▶ EXERCISE OBJECTIVE:
Render the rows from the line containing "Element detection request for the kitchen sink." through the line containing "xmin=476 ymin=213 xmax=509 ymax=227", both included, as a numbered list, leaving out any blank lines.

▶ TASK MATERIAL:
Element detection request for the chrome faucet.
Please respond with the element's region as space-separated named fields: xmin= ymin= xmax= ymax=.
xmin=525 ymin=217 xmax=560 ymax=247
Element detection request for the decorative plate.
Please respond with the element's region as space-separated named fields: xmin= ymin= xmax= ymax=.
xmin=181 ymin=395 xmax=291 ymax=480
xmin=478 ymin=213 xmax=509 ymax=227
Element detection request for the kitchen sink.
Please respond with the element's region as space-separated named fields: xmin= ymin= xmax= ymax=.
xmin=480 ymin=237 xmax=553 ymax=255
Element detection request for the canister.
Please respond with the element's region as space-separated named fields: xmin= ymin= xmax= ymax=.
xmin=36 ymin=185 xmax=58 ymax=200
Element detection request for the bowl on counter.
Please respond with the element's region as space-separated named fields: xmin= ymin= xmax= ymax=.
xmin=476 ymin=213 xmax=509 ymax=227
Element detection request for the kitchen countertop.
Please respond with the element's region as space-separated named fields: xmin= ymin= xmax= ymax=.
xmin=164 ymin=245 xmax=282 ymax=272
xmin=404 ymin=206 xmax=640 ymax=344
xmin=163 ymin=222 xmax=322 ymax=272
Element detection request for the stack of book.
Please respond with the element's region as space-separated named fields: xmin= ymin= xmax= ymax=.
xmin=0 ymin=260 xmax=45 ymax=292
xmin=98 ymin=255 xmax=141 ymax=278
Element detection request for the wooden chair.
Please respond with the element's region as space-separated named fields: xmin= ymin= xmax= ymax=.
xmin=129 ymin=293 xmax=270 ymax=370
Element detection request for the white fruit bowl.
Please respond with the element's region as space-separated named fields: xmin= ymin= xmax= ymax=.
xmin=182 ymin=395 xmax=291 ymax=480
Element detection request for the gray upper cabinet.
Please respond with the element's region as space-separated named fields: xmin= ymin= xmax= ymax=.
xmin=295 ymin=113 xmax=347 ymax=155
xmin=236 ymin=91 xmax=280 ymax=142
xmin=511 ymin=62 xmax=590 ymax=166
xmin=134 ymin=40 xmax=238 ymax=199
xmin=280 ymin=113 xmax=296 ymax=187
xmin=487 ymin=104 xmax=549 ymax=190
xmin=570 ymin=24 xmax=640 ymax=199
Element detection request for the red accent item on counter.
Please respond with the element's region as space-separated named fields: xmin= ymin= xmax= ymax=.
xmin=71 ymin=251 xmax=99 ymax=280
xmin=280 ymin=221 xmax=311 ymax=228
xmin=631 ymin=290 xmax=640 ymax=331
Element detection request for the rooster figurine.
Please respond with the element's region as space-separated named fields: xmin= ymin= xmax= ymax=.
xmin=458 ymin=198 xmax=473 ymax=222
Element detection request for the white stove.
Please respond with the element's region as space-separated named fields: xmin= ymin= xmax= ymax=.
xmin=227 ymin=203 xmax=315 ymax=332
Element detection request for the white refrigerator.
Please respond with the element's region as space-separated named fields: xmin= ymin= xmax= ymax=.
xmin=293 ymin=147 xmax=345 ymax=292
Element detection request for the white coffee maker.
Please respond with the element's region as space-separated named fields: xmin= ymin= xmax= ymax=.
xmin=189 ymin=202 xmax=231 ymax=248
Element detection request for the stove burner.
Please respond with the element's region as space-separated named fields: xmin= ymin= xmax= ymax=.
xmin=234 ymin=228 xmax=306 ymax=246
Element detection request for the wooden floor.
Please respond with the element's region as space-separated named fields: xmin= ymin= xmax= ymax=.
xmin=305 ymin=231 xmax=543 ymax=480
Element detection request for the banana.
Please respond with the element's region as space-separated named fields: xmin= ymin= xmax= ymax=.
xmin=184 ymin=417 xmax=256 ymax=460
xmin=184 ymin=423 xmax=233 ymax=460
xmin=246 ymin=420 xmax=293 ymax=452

▶ EXERCISE RESULT:
1. Element detection request for the kitchen sink.
2. Please respond with the element's region as space-separated named fields: xmin= ymin= xmax= ymax=.
3. xmin=480 ymin=237 xmax=553 ymax=255
4. Element detection request for the canister.
5. Please respond with the element's region as space-separated named fields: xmin= ymin= xmax= ymax=.
6. xmin=36 ymin=185 xmax=58 ymax=200
7. Element detection request for the bowl on counter.
8. Please respond with the element's region as space-separated named fields: xmin= ymin= xmax= ymax=.
9. xmin=476 ymin=213 xmax=509 ymax=227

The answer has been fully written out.